Jeunes chrétiennes à Mekele - DR
Jeunes chrétiennes à Mekele - DR
« Nos programmes de guérison des traumatismes s’appuient sur la Bible, car sans la foi, à mon avis, la guérison des traumatismes n’est pas complète »,

Au cœur du Tigré, une région éthiopienne dévastée par un conflit prolongé, Monseigneur Tesfaselassie Medhin, évêque de l’éparchie catholique d’Adigrat, décrit une situation de détresse profonde. Dans un entretien accordé à l’AED (Aide à l’Église en Détresse), l’évêque expose les horreurs subies par la population locale et dénonce le génocide dont a été victime le peuple du Tigré.

« Pendant la guerre, nous étions complètement isolés. Internet et le téléphone ne fonctionnaient pas, et nous pouvions à peine sortir de chez nous parce qu’il y avait des groupes armés partout », explique Monseigneur Medhin. Ce témoignage fait écho à la réalité d’une région où la violence a laissé des cicatrices profondes et durables.

Plus d’un million de personnes tuées

Durant le conflit, qualifié de « génocide » par ses observateurs: « Les habitants du Tigré ont connu l’enfer : il y a eu des viols collectifs et des personnes assassinées devant les membres de leur famille – parmi les victimes, il y avait même des enfants et des femmes âgées. Plus d’un million de personnes ont été tuées. Des tortures et des massacres ont eu lieu. Les livraisons d’aide ont été bloquées », précise-t-il.

Le Haut-Commissariat des Nations unies aux droits de l’homme avait déjà, en septembre 2022, qualifié la situation humanitaire de « catastrophique », tandis que l’Organisation Mondiale de la Santé rapportait en juin 2022 que plus de 2,8 millions de personnes étaient déplacées.

Zenith.org rapporte que l’impact des violences a également été sévère sur les infrastructures locales. « Dans les zones de mon diocèse qui sont actuellement accessibles, l’Église a subi des dégâts matériels équivalents à 37 millions d’euros. Mais les dégâts en vies humaines et l’impact psychologique lié aux atrocités commises sont incommensurables. Tout le monde est traumatisé ! », souligne Mgr Medhin.

Eglise rupestre taillée à même le roc (à la main) à Lalibela (Nord de l’Ethiopie) – DR

Les viols et les tortures ont laissé des séquelles physiques et psychologiques graves. Les victimes, notamment les femmes, se trouvent dans un état de détresse extrême, souvent incapable de retourner chez elles en raison de la stigmatisation et des traumatismes subis. « Ces femmes ont été détruites physiquement et mentalement », ajoute l’évêque.

============

Consigne donnée A:
Répondez aux questions suivantes à partir de l'article sur le Tigré :
(i) De quelle éparchie Mgr Tesfaselassie Medhin est-il l'évêque ?
(ii) À combien d'euros s'élèvent les dégâts matériels subis par l'Église dans les zones accessibles de son diocèse ?
(iii) D'après l'Organisation mondiale de la santé, combien de personnes étaient déplacées en juin 2022 ?
Consigne donnée B:
Poursuivez l'article sur le Tigré, s'il vous plaît, à partir de sa dernière phrase.

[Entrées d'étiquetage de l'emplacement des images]
============

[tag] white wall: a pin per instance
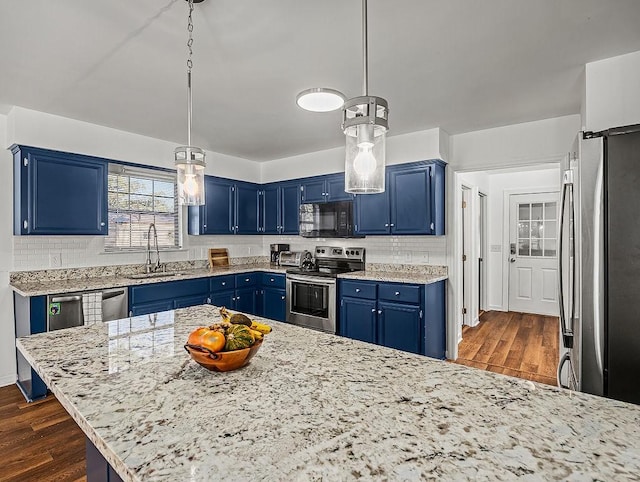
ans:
(613, 92)
(7, 331)
(415, 146)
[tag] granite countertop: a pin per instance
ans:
(395, 276)
(314, 406)
(47, 287)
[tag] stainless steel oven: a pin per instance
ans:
(311, 301)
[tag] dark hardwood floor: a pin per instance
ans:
(39, 441)
(522, 345)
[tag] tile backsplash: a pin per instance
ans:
(42, 252)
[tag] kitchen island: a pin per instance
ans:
(317, 406)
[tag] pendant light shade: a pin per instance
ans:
(320, 99)
(365, 124)
(189, 160)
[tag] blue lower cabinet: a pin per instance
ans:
(399, 326)
(358, 319)
(435, 341)
(187, 301)
(274, 304)
(246, 300)
(223, 298)
(153, 307)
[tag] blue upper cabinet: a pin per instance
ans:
(247, 208)
(279, 208)
(216, 216)
(324, 189)
(413, 202)
(271, 201)
(230, 208)
(289, 207)
(57, 193)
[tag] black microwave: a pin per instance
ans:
(326, 220)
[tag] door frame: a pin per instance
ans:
(506, 234)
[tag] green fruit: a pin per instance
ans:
(240, 319)
(238, 337)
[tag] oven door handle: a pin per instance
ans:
(310, 280)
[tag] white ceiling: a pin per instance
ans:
(461, 65)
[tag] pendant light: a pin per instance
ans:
(189, 160)
(365, 125)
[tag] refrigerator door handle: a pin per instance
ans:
(597, 253)
(567, 186)
(565, 358)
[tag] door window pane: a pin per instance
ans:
(537, 229)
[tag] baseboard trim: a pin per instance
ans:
(7, 380)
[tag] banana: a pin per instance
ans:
(261, 327)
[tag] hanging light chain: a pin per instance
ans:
(190, 41)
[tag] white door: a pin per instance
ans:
(533, 271)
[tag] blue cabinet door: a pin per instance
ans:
(246, 208)
(274, 304)
(313, 190)
(57, 193)
(223, 298)
(217, 215)
(372, 213)
(153, 307)
(246, 300)
(271, 209)
(399, 326)
(289, 208)
(358, 319)
(334, 185)
(411, 201)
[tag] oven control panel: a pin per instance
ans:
(339, 252)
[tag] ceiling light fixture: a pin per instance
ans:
(189, 160)
(320, 99)
(365, 121)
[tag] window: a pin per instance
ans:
(537, 229)
(137, 198)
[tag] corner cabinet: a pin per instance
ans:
(58, 193)
(413, 202)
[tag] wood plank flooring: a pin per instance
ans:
(522, 345)
(38, 441)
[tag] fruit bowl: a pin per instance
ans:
(222, 361)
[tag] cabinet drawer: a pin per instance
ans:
(223, 283)
(168, 290)
(399, 292)
(358, 289)
(272, 280)
(247, 279)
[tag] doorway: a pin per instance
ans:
(533, 261)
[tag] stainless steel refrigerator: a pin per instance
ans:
(599, 265)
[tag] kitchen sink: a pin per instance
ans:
(152, 275)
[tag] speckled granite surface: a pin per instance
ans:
(36, 285)
(400, 273)
(313, 406)
(54, 281)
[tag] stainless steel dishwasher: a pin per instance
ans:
(66, 310)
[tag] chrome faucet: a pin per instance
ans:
(149, 267)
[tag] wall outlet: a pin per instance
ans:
(55, 260)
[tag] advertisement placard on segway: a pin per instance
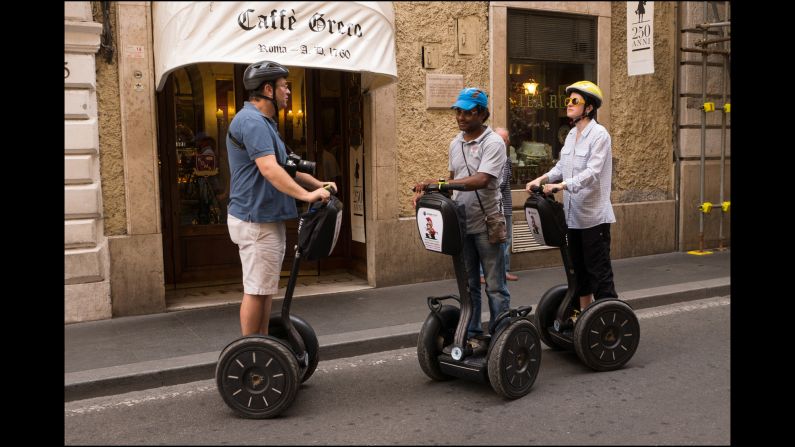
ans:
(534, 222)
(431, 225)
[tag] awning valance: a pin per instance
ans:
(349, 36)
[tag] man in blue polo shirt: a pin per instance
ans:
(262, 192)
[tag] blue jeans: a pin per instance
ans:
(478, 252)
(507, 244)
(509, 228)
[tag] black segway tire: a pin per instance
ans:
(257, 376)
(514, 359)
(437, 332)
(545, 315)
(606, 335)
(276, 329)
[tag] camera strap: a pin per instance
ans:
(470, 174)
(243, 146)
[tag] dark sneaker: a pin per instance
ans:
(479, 347)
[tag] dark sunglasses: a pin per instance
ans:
(573, 101)
(470, 112)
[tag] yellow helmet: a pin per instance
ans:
(587, 88)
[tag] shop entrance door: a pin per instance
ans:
(194, 176)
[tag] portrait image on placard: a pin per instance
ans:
(534, 222)
(430, 224)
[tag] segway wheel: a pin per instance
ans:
(514, 359)
(276, 329)
(606, 335)
(257, 376)
(437, 332)
(545, 315)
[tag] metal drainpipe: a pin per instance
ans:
(704, 57)
(677, 155)
(723, 127)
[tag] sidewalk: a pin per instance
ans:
(133, 353)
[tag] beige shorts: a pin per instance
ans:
(261, 253)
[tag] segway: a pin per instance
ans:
(258, 375)
(606, 334)
(513, 357)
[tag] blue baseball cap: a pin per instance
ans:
(471, 97)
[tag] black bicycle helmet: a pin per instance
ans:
(263, 71)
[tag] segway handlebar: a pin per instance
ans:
(443, 187)
(540, 190)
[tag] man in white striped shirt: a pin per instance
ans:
(584, 172)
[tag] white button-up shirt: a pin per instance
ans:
(587, 169)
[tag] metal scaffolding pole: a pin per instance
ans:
(704, 206)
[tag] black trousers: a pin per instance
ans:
(590, 252)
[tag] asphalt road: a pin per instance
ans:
(675, 390)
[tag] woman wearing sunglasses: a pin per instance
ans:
(584, 173)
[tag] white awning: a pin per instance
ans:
(349, 36)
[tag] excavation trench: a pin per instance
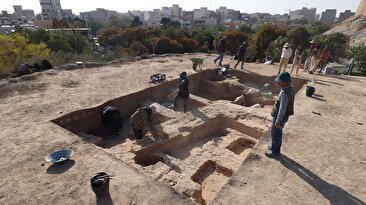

============

Réponse rédigée A:
(i) L'éparchie catholique d'Adigrat.
(ii) 37 millions d'euros.
(iii) Plus de 2,8 millions de personnes.

Réponse rédigée B:
L’Eglise catholique a joué un rôle crucial

Alors que de nombreuses ONG ont quitté la région, les religieux sont restés pour fournir assistance et réconfort. « Ma plus grande reconnaissance va à mes collègues du ministère pastoral », affirme-t-il. L’engagement de l’Église est particulièrement précieux car, malgré leur faible nombre (1% de la population), les catholiques sont essentiels pour 25% de la population en raison de leur implication dans les secteurs de la santé, de l’éducation et du social.

Zenith media précise que, depuis la fin du conflit en novembre 2022, des initiatives ont été mises en place pour traiter les traumatismes. Cependant, les défis restent énormes. Les projets de guérison des traumatismes, qui s’appuient sur une dimension spirituelle inspirée de la Bible, visent à offrir un soutien psychologique adapté aux victimes.

« Nos programmes de guérison des traumatismes s’appuient sur la Bible, car sans la foi, à mon avis, la guérison des traumatismes n’est pas complète », explique Monseigneur Medhin.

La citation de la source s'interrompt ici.